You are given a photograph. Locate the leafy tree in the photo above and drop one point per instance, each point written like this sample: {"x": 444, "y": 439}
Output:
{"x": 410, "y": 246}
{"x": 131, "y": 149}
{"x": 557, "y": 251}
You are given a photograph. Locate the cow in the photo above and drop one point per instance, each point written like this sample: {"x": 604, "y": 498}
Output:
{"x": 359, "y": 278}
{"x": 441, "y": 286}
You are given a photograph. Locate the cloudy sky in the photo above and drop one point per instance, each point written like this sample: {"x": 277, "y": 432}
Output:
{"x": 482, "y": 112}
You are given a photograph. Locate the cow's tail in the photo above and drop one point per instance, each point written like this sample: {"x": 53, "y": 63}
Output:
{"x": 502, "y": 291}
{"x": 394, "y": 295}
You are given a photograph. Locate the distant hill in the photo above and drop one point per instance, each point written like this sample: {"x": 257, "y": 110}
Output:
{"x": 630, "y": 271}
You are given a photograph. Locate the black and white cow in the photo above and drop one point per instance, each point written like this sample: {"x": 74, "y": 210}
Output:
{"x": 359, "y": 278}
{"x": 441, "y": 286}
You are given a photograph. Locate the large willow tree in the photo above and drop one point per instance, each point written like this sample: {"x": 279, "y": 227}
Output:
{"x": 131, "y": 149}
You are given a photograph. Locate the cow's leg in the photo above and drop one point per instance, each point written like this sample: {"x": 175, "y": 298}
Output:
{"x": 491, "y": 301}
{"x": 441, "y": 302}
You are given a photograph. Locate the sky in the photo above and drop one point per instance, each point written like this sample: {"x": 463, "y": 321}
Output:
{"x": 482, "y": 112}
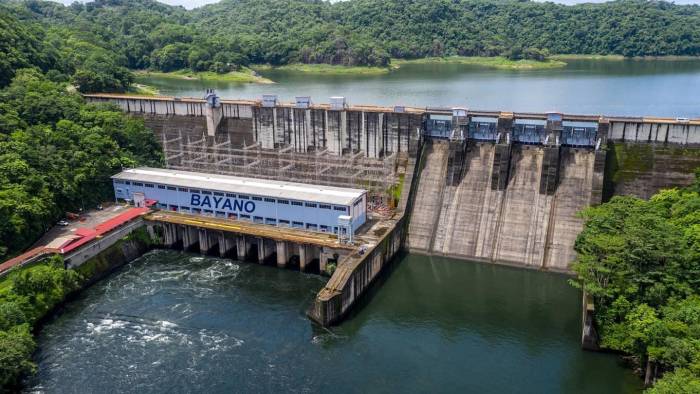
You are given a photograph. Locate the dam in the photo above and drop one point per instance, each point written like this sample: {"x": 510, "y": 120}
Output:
{"x": 492, "y": 186}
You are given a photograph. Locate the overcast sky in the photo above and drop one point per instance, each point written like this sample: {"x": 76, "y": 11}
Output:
{"x": 189, "y": 4}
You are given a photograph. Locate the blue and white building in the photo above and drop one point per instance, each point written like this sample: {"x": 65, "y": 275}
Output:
{"x": 290, "y": 204}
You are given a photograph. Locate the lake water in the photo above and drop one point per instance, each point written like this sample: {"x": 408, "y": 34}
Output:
{"x": 180, "y": 323}
{"x": 631, "y": 87}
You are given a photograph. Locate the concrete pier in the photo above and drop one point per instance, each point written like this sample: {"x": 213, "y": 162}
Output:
{"x": 282, "y": 254}
{"x": 494, "y": 186}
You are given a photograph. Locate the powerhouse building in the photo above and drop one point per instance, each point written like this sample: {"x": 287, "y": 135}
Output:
{"x": 298, "y": 205}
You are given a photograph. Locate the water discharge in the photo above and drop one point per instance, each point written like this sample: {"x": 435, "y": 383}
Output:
{"x": 180, "y": 323}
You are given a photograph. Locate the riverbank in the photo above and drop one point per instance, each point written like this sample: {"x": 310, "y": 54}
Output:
{"x": 244, "y": 75}
{"x": 325, "y": 69}
{"x": 29, "y": 295}
{"x": 498, "y": 62}
{"x": 565, "y": 57}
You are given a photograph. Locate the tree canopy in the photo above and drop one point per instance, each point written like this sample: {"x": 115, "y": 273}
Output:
{"x": 141, "y": 34}
{"x": 57, "y": 154}
{"x": 640, "y": 260}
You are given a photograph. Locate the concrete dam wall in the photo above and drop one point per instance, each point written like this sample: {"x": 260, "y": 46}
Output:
{"x": 530, "y": 221}
{"x": 493, "y": 186}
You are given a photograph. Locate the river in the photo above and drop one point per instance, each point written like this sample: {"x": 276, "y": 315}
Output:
{"x": 629, "y": 87}
{"x": 180, "y": 323}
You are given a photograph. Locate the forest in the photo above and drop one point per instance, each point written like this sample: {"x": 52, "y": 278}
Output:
{"x": 640, "y": 260}
{"x": 96, "y": 43}
{"x": 57, "y": 154}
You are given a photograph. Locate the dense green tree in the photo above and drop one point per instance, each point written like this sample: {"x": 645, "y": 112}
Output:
{"x": 640, "y": 260}
{"x": 16, "y": 347}
{"x": 232, "y": 33}
{"x": 57, "y": 154}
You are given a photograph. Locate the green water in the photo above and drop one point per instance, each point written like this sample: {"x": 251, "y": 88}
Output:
{"x": 630, "y": 87}
{"x": 176, "y": 323}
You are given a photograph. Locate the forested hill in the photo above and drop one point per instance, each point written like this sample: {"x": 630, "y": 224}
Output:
{"x": 102, "y": 36}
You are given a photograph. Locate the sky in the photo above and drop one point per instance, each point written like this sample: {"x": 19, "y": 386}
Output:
{"x": 189, "y": 4}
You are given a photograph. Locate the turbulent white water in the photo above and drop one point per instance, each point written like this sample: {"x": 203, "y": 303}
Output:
{"x": 177, "y": 323}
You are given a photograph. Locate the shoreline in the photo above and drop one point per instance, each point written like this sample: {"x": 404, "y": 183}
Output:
{"x": 245, "y": 75}
{"x": 325, "y": 69}
{"x": 496, "y": 62}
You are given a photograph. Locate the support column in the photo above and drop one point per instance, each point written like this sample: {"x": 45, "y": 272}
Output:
{"x": 282, "y": 254}
{"x": 264, "y": 250}
{"x": 324, "y": 256}
{"x": 241, "y": 247}
{"x": 306, "y": 254}
{"x": 190, "y": 237}
{"x": 226, "y": 244}
{"x": 204, "y": 244}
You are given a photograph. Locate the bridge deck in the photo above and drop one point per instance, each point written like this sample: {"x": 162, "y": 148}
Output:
{"x": 252, "y": 229}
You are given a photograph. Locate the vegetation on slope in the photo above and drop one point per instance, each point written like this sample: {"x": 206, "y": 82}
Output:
{"x": 640, "y": 260}
{"x": 57, "y": 154}
{"x": 497, "y": 62}
{"x": 26, "y": 297}
{"x": 99, "y": 38}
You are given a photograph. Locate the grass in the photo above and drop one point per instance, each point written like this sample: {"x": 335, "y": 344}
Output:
{"x": 326, "y": 69}
{"x": 620, "y": 57}
{"x": 139, "y": 89}
{"x": 497, "y": 62}
{"x": 587, "y": 57}
{"x": 244, "y": 75}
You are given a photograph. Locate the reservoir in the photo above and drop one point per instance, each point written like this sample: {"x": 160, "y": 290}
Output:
{"x": 172, "y": 322}
{"x": 179, "y": 323}
{"x": 609, "y": 87}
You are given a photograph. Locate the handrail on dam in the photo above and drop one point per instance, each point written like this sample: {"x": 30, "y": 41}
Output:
{"x": 412, "y": 110}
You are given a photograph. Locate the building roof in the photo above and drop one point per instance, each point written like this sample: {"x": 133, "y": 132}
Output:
{"x": 235, "y": 184}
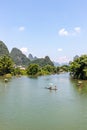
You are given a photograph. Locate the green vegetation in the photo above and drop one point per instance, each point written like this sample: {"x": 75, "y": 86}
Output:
{"x": 42, "y": 61}
{"x": 3, "y": 49}
{"x": 6, "y": 65}
{"x": 78, "y": 68}
{"x": 18, "y": 57}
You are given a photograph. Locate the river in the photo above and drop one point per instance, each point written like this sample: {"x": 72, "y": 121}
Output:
{"x": 25, "y": 104}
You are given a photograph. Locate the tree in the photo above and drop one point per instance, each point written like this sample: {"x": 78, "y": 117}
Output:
{"x": 32, "y": 69}
{"x": 6, "y": 65}
{"x": 78, "y": 68}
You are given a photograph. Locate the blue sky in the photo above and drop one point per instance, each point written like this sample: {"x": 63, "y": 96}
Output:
{"x": 57, "y": 28}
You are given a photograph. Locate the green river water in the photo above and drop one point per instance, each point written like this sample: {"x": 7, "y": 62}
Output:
{"x": 25, "y": 104}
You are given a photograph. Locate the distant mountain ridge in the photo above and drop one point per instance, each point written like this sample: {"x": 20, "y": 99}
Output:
{"x": 20, "y": 59}
{"x": 31, "y": 58}
{"x": 3, "y": 49}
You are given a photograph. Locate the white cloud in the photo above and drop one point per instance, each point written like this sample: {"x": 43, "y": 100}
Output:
{"x": 77, "y": 29}
{"x": 63, "y": 59}
{"x": 60, "y": 49}
{"x": 22, "y": 28}
{"x": 73, "y": 32}
{"x": 24, "y": 50}
{"x": 63, "y": 32}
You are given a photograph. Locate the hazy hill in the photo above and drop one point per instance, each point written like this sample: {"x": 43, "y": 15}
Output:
{"x": 31, "y": 58}
{"x": 43, "y": 61}
{"x": 3, "y": 49}
{"x": 18, "y": 57}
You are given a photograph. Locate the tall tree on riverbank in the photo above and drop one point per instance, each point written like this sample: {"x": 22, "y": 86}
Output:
{"x": 78, "y": 68}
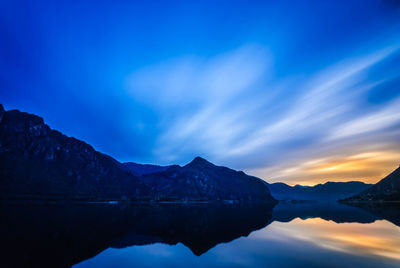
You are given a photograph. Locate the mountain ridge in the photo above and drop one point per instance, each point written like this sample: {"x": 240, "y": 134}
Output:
{"x": 39, "y": 162}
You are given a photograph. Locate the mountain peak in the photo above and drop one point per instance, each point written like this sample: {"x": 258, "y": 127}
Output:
{"x": 199, "y": 161}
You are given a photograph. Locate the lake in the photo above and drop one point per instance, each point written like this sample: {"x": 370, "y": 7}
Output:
{"x": 203, "y": 235}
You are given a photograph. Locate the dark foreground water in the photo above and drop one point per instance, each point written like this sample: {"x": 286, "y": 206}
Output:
{"x": 287, "y": 235}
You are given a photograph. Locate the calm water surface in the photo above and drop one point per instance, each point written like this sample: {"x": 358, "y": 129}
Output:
{"x": 288, "y": 235}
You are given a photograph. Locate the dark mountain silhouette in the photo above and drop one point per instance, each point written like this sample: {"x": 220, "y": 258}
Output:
{"x": 38, "y": 162}
{"x": 142, "y": 169}
{"x": 330, "y": 191}
{"x": 388, "y": 189}
{"x": 202, "y": 180}
{"x": 61, "y": 235}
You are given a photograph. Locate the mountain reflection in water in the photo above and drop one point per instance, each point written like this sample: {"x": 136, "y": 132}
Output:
{"x": 62, "y": 235}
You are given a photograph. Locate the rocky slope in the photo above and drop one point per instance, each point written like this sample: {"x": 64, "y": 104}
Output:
{"x": 143, "y": 169}
{"x": 38, "y": 162}
{"x": 202, "y": 180}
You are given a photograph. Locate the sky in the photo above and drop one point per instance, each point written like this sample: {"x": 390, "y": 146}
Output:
{"x": 302, "y": 92}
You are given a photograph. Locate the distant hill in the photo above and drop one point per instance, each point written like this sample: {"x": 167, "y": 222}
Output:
{"x": 388, "y": 189}
{"x": 203, "y": 180}
{"x": 143, "y": 169}
{"x": 37, "y": 162}
{"x": 330, "y": 191}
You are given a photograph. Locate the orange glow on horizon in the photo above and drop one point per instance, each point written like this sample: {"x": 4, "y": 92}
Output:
{"x": 369, "y": 167}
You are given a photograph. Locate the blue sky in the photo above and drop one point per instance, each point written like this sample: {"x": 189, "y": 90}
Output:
{"x": 295, "y": 91}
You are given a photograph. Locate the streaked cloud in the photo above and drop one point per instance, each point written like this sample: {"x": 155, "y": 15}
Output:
{"x": 225, "y": 108}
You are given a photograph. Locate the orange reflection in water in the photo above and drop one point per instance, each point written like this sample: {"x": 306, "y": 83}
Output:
{"x": 380, "y": 238}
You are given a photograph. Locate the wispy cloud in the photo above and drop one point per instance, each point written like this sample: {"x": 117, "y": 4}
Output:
{"x": 225, "y": 108}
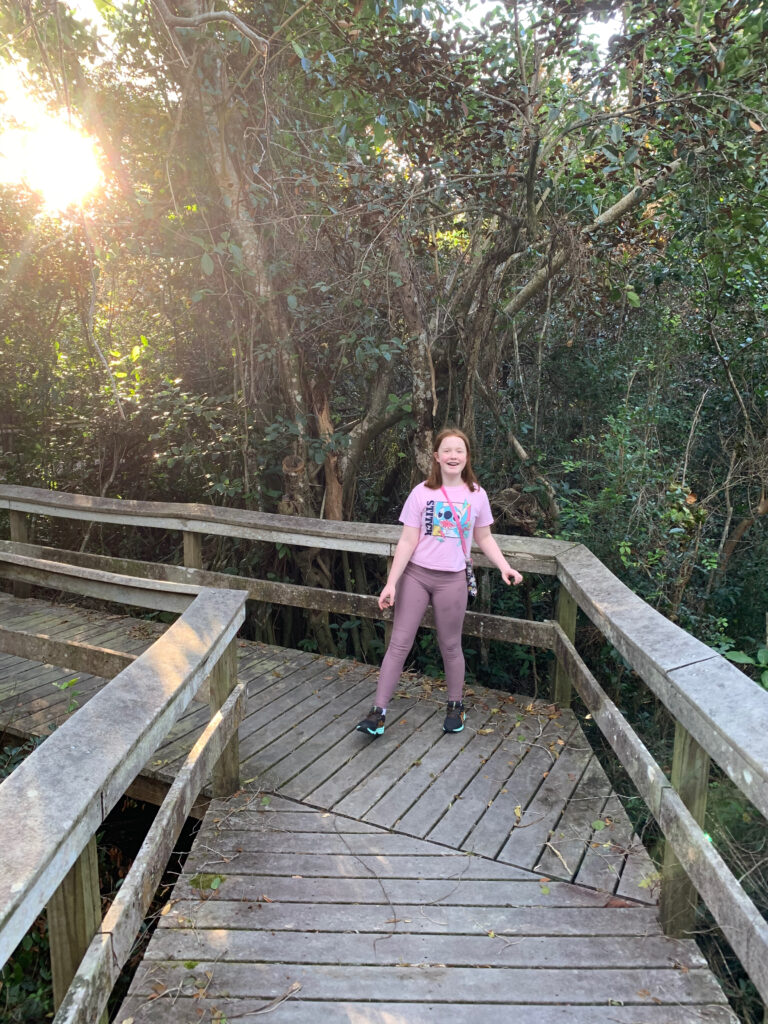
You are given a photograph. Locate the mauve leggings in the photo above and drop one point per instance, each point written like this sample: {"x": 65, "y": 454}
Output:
{"x": 416, "y": 588}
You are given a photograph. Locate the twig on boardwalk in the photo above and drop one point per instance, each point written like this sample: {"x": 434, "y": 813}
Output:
{"x": 291, "y": 990}
{"x": 559, "y": 857}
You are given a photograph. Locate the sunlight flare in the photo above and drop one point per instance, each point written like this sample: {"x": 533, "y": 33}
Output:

+++

REQUEST -> Only the lines from the one that contains "You are given a photograph. Locate the orange glow" to the end of the records, inclusive, are to be quoted exactly, with pictures excluded.

RESPONSE TO THIS TASK ->
You are given a photograph. Locate the orange glow on horizon in the photo above and drop one point per instance, each point written like this sample: {"x": 4, "y": 92}
Output:
{"x": 369, "y": 167}
You are given a photograph. Locate the blue sky in the photo above and drop one point per instance, each point written like this sample: {"x": 189, "y": 90}
Output:
{"x": 295, "y": 91}
You are given a photograph. Locate the streaked cloud in the photo above and drop one point per instance, each point written like this sample: {"x": 155, "y": 15}
Output:
{"x": 225, "y": 108}
You are given a photograph. Locate the orange reflection in water in the photo above and drop one point per instance, each point written like this sample: {"x": 306, "y": 83}
Output:
{"x": 380, "y": 238}
You are given a photograph. Locate the wispy cloud in the photo above and drop one point per instance, each point written like this sample: {"x": 117, "y": 4}
Output:
{"x": 225, "y": 108}
You are given a photograph. Locate the mauve leggings in the photo above and drop one point per instance, each point written like this sample: {"x": 65, "y": 454}
Output:
{"x": 416, "y": 588}
You are given a photograph. Locate the twig on boardwalk in the photo above and drop one point per instance, each point written like this sample: {"x": 434, "y": 813}
Output:
{"x": 291, "y": 990}
{"x": 559, "y": 857}
You are given a photograph. Locate the sunlight flare in the photo above and drop one point per instance, each point written like this sample: {"x": 533, "y": 33}
Output:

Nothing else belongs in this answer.